((

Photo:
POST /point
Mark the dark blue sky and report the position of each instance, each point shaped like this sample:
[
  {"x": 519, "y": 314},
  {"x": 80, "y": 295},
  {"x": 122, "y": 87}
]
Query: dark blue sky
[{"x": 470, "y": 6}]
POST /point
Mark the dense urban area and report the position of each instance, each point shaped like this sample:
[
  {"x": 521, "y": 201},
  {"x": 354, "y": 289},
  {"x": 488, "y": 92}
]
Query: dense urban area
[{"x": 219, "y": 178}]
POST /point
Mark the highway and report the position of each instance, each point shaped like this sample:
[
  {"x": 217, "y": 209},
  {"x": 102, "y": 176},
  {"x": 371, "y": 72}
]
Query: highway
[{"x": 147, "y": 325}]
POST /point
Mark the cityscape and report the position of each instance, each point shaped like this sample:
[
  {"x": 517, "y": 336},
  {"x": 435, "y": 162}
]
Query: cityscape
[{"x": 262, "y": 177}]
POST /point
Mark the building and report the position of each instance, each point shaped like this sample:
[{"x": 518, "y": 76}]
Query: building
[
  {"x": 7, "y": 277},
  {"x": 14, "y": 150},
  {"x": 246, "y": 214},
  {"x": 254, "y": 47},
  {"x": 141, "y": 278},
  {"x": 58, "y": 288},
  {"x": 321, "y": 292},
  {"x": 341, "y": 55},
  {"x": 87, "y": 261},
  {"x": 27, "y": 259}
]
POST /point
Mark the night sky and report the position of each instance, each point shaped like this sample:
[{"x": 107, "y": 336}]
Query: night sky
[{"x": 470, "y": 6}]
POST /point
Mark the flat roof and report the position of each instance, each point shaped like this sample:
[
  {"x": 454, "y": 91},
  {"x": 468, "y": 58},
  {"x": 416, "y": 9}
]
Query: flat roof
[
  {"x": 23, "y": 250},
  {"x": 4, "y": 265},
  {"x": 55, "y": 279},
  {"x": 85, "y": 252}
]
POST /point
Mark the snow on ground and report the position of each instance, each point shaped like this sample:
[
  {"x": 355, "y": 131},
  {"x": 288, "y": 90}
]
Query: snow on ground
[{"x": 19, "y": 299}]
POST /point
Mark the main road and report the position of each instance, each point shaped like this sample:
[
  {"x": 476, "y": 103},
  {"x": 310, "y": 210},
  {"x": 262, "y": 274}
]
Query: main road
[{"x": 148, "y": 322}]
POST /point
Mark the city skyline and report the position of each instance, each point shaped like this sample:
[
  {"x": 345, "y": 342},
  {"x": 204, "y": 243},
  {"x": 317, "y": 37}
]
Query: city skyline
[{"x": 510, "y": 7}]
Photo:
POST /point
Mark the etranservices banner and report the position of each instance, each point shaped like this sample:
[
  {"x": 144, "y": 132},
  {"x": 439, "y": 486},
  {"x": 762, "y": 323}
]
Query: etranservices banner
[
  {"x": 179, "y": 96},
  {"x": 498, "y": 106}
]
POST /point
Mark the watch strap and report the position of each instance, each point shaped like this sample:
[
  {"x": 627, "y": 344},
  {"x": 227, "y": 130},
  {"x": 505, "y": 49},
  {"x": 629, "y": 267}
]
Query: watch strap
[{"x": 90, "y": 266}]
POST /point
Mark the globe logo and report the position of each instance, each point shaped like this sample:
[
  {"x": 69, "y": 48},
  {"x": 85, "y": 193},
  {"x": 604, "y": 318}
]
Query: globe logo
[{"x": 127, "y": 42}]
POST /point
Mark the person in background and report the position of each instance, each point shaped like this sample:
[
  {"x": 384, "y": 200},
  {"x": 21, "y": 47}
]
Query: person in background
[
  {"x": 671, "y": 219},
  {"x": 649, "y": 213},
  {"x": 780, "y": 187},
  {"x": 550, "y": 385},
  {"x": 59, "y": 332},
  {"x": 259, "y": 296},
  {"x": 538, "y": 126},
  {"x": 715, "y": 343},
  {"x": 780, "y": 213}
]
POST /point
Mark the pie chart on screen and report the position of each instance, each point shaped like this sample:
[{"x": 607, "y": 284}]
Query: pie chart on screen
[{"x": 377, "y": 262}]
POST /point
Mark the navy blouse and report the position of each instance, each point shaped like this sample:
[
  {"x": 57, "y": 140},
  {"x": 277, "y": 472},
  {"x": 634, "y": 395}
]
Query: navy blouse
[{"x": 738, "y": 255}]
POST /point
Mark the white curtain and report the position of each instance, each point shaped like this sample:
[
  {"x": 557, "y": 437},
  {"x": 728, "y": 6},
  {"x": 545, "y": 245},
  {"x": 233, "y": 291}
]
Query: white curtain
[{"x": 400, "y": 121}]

))

#### [TASK DESCRIPTION]
Copy every line exactly. Leave nothing out.

#### [WRITTEN SOLUTION]
Photo:
POST /point
Mark the dark blue sky and report the position of each instance, each point shaped like this sample:
[
  {"x": 519, "y": 314},
  {"x": 80, "y": 295},
  {"x": 122, "y": 87}
]
Query: dark blue sky
[{"x": 470, "y": 6}]
POST /point
Mark the dense urban area and report the position of each instance, each point shaped like this sample:
[
  {"x": 521, "y": 201},
  {"x": 354, "y": 289},
  {"x": 488, "y": 92}
]
Query: dense urban area
[{"x": 219, "y": 178}]
POST /point
Mark the highway and report the position of each instance, each point shaped like this sample:
[
  {"x": 217, "y": 209},
  {"x": 102, "y": 176},
  {"x": 371, "y": 72}
]
Query: highway
[{"x": 147, "y": 325}]
POST /point
Mark the cityscape and report the position of each instance, each point shaped like this sample:
[
  {"x": 517, "y": 336},
  {"x": 435, "y": 162}
]
Query: cityscape
[{"x": 262, "y": 177}]
POST /point
Mark the building and report the position of each instance, each point shaped like this sample:
[{"x": 518, "y": 76}]
Query: building
[
  {"x": 7, "y": 277},
  {"x": 14, "y": 150},
  {"x": 246, "y": 214},
  {"x": 254, "y": 47},
  {"x": 141, "y": 278},
  {"x": 58, "y": 288},
  {"x": 321, "y": 292},
  {"x": 341, "y": 55},
  {"x": 87, "y": 261},
  {"x": 27, "y": 259}
]
POST /point
Mark the night sky and report the position of each instance, each point shaped like this sample:
[{"x": 107, "y": 336}]
Query: night sky
[{"x": 470, "y": 6}]
POST /point
Mark the flat roof and report the position of each instance, each point shaped like this sample:
[
  {"x": 454, "y": 91},
  {"x": 468, "y": 58},
  {"x": 416, "y": 9}
]
Query: flat roof
[
  {"x": 23, "y": 250},
  {"x": 4, "y": 265},
  {"x": 55, "y": 279},
  {"x": 85, "y": 252}
]
POST /point
Mark the snow on ground and report the position of each instance, each point shaped like this sample:
[
  {"x": 355, "y": 131},
  {"x": 288, "y": 90}
]
Query: snow on ground
[{"x": 19, "y": 299}]
POST /point
Mark the main road and report the position of each instance, each point shaped like this sample:
[
  {"x": 476, "y": 103},
  {"x": 310, "y": 210},
  {"x": 262, "y": 274}
]
Query: main road
[{"x": 148, "y": 322}]
POST /point
Mark the city skyline and report the position of each instance, each point shaped like this sample:
[
  {"x": 345, "y": 342},
  {"x": 204, "y": 243},
  {"x": 317, "y": 37}
]
Query: city skyline
[{"x": 510, "y": 7}]
Photo:
POST /point
Mark the etranservices banner and report the position of each instance, each point shaped like this sample:
[
  {"x": 144, "y": 132},
  {"x": 439, "y": 486},
  {"x": 762, "y": 323}
]
Query: etranservices banner
[
  {"x": 179, "y": 96},
  {"x": 498, "y": 106}
]
POST /point
Mark the watch strap and report the position of each instance, each point shaped like this sample:
[
  {"x": 627, "y": 344},
  {"x": 227, "y": 130},
  {"x": 505, "y": 49},
  {"x": 629, "y": 267}
]
Query: watch strap
[{"x": 90, "y": 266}]
POST /point
Mark the globe logo and report the position of each instance, each point shaped like this sample:
[
  {"x": 69, "y": 48},
  {"x": 85, "y": 193},
  {"x": 604, "y": 318}
]
Query: globe logo
[{"x": 127, "y": 42}]
POST /point
Mark the person in background and report the position of each instance, each point shaped like this sample:
[
  {"x": 384, "y": 200},
  {"x": 21, "y": 47}
]
Query: person in background
[
  {"x": 671, "y": 219},
  {"x": 649, "y": 213},
  {"x": 780, "y": 187},
  {"x": 550, "y": 385},
  {"x": 59, "y": 332},
  {"x": 259, "y": 296},
  {"x": 538, "y": 126},
  {"x": 715, "y": 343},
  {"x": 780, "y": 213}
]
POST /point
Mark the pie chart on screen and report the position of each instance, each point shaped like this sample:
[{"x": 607, "y": 284}]
Query: pie chart on screen
[{"x": 377, "y": 262}]
POST /point
Mark the navy blouse and report the position of each instance, each point shaped like this sample:
[
  {"x": 57, "y": 140},
  {"x": 277, "y": 472},
  {"x": 634, "y": 395}
]
Query: navy blouse
[{"x": 738, "y": 255}]
POST /point
Mark the white curtain and report the position of each instance, each point shaped like this sample:
[
  {"x": 557, "y": 437},
  {"x": 728, "y": 6},
  {"x": 545, "y": 245},
  {"x": 233, "y": 291}
]
Query: white curtain
[{"x": 400, "y": 121}]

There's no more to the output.